[Passage provided — start]
- CIA Factbook Data Analysis using SQL: The CIA factbook is an annual publication of the US Central Intelligence Agency, provides basic intelligence by summarizing information about worldwide demographic and geographic data.
- Predicting Heart Disease: This project aimed to develop a predictive model for heart disease detection using a provided dataset. After data cleaning and feature selection through correlation analysis, a KNN classifier was trained on selected features, achieving an 81.88% accuracy on the test set. While promising, further evaluation and refinement of the model may be necessary before implementation in a real-world healthcare setting.
- Credit Card Customer Segmentation: This project is a customer segmentation analysis using K-means clustering algorithm. The aim is to identify different groups of customers based on their financial behavior and demographic characteristics. The analysis involves exploring the data, determining the optimal number of clusters, interpreting the cluster characteristics, and making business suggestions for each cluster.
- Predicting Medical Insurance Costs: This project involves building a linear regression model to predict medical insurance charges based on several predictors. The model was trained on a dataset of insurance charges and tested on a separate dataset to evaluate its predictive performance. The model's interpretability was assessed by examining the coefficients of the predictors. The mean squared error of the model on the test set was used to evaluate its predictive accuracy. Overall, the model demonstrated a decent level of predictive accuracy and could be useful for predicting medical insurance charges for new patients.
- Crowdedness at Campus Gym: This project involves the development of a model to predict the number of people visiting a university gym at different times. The model is built using a stochastic gradient descent regressor and evaluated using metrics such as mean squared error, mean absolute error, and R2 score. The project also includes data cleaning, feature selection, and normalization to improve model performance. The model's findings can be used to determine the optimal days and times to visit the gym and can be improved further by rearranging the data, including or discarding features, and changing the hyperparameters.
[Passage provided — finish]
• **Questions on the material**:
[1] In the project summaries, what accuracy did the KNN classifier in the heart disease project achieve on the test set?
[2] Write the next part of the project summaries, continuing after their final sentence.
[Input data — start]
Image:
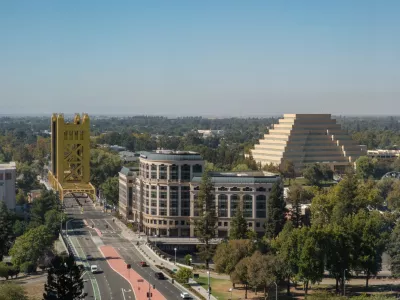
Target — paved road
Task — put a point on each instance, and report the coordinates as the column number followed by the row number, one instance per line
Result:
column 110, row 234
column 107, row 285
[Input data — finish]
• **Answers by item**:
[1] 81.88%

[2]
- Heart Disease Classification: The project aimed to develop a logistic regression model to predict the presence or absence of heart disease based on several predictor variables. The model achieved an accuracy of 0.846 on the test set, indicating that it is a decent predictor for this problem. The interpretation of the model's coefficients aligns with prior knowledge and research, though further analysis may be necessary to fully understand the relationship between some of the predictor variables and heart disease risk. Overall, the model can be useful as a screening tool to identify individuals who may be at a higher risk of heart disease.
- Employee Productivity Classification: This project involved using decision trees and random forests to analyze a dataset of garment production runs and determine the factors that most significantly affect productivity. The project included data cleaning and preprocessing, model training and testing, and comparing the performance of decision trees and random forests. The final models were used to provide insights to the leadership team of the garment company.
- Optimizing Model Prediction: In this project, we built a machine learning model to predict the log area of wildfires based on various features such as temperature, humidity, and wind speed. We used various techniques such as imputation, outlier detection, regularization, k-fold cross-validation, and non-linear models to create and refine our model. Our best-performing model was forward selection with four features, which had an average MSE of 1.8823.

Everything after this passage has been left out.